Work to complete:
Extract word for word the passage of the post about supervisors' lies regarding private practice between "3. The insurance" and "than somebody else.", inclusive.

··· Excerpted passage

When I was in college I read a book called “Lies My Teacher Told Me”. It’s an excellent book and I recommend everyone who hasn’t already read it to go ahead and get a copy. The basic gist of the book is that there are a lot of things we’re told by people in power that are actually lies. People believe these lies because they believe that the people in power are more knowledgeable than us and have our best interests at heart. Unfortunately, they do lie to us. They may lie out of simple ignorance or because they don’t like the idea of someone one day surpassing themselves.
I named this post “lies my supervisor told me”, because I do believe that our supervisors lie to us about going into private practice. They lie because they weren’t able to make in private practice or lack the guts to go into business themselves, so they lie about how hard or impossible it is to keep others from succeeding where they failed. They lie because it keeps them in power. They will no longer be your superior if you go into solo practice. They may also lie because they want to keep you working at their agency. Looking back, my supervisor told me a lot of lies about the realty of being in private practice. Those lies were:
1. You’re not ready to go into private practice: Actually, if you’re independently licensed and feel the drive to work for yourself, you’re ready. There’s no magical number of years of experience where you’ll officially be “ready for private practice”. If you feel ready, you’re ready.
2. You’re not good enough for private practice: If you’re good enough to work for the agency, you’re good enough for private practice. The truth is, the clients in private practice are often easier and there’s less paperwork, so you can definitely handle private practice if you can handle working at the agency.
3. The insurance panels haven’t let new therapists on in over 20 years: The panels are letting new therapists on all the time. Again, not true.
4. It’s impossible to get on the insurance panels: I’ve managed to get on all of the panels I’ve applied for and I’m nothing special. Clearly this is a lie.
5. You’ll never make any money in private practice: Instead of giving 60-80% of your reimbursement to the insurance agency, you’ll be able to keep 100% of it. You’ll definitely make more working for yourself than somebody else.
6. You’ll have to do your own billing and it’s really hard: I do my own billing and it’s not hard at all. I don’t know why people get so scared about doing their own billing. You have an advanced degree, you can handle it.
7. You should wait a few more years: In a few more years, you’re going to be glad that you started your private practice now.

······
··· Data provided

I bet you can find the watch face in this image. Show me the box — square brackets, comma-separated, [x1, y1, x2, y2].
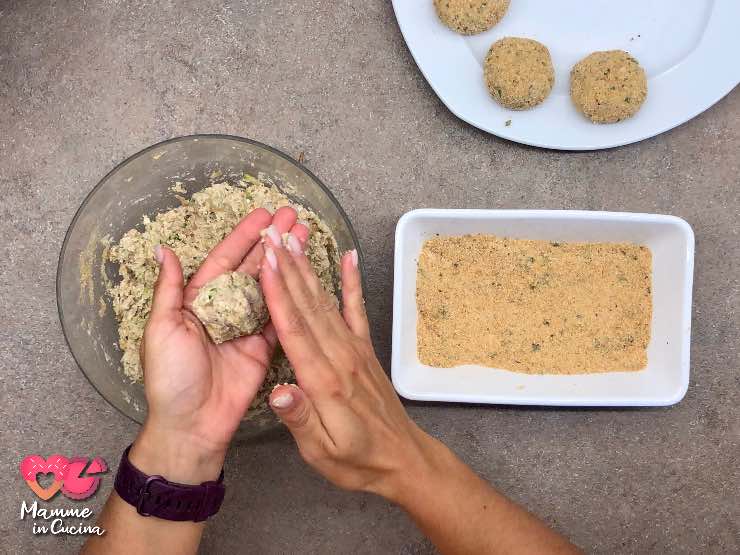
[114, 446, 225, 522]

······

Result:
3. The insurance panels haven’t let new therapists on in over 20 years: The panels are letting new therapists on all the time. Again, not true.
4. It’s impossible to get on the insurance panels: I’ve managed to get on all of the panels I’ve applied for and I’m nothing special. Clearly this is a lie.
5. You’ll never make any money in private practice: Instead of giving 60-80% of your reimbursement to the insurance agency, you’ll be able to keep 100% of it. You’ll definitely make more working for yourself than somebody else.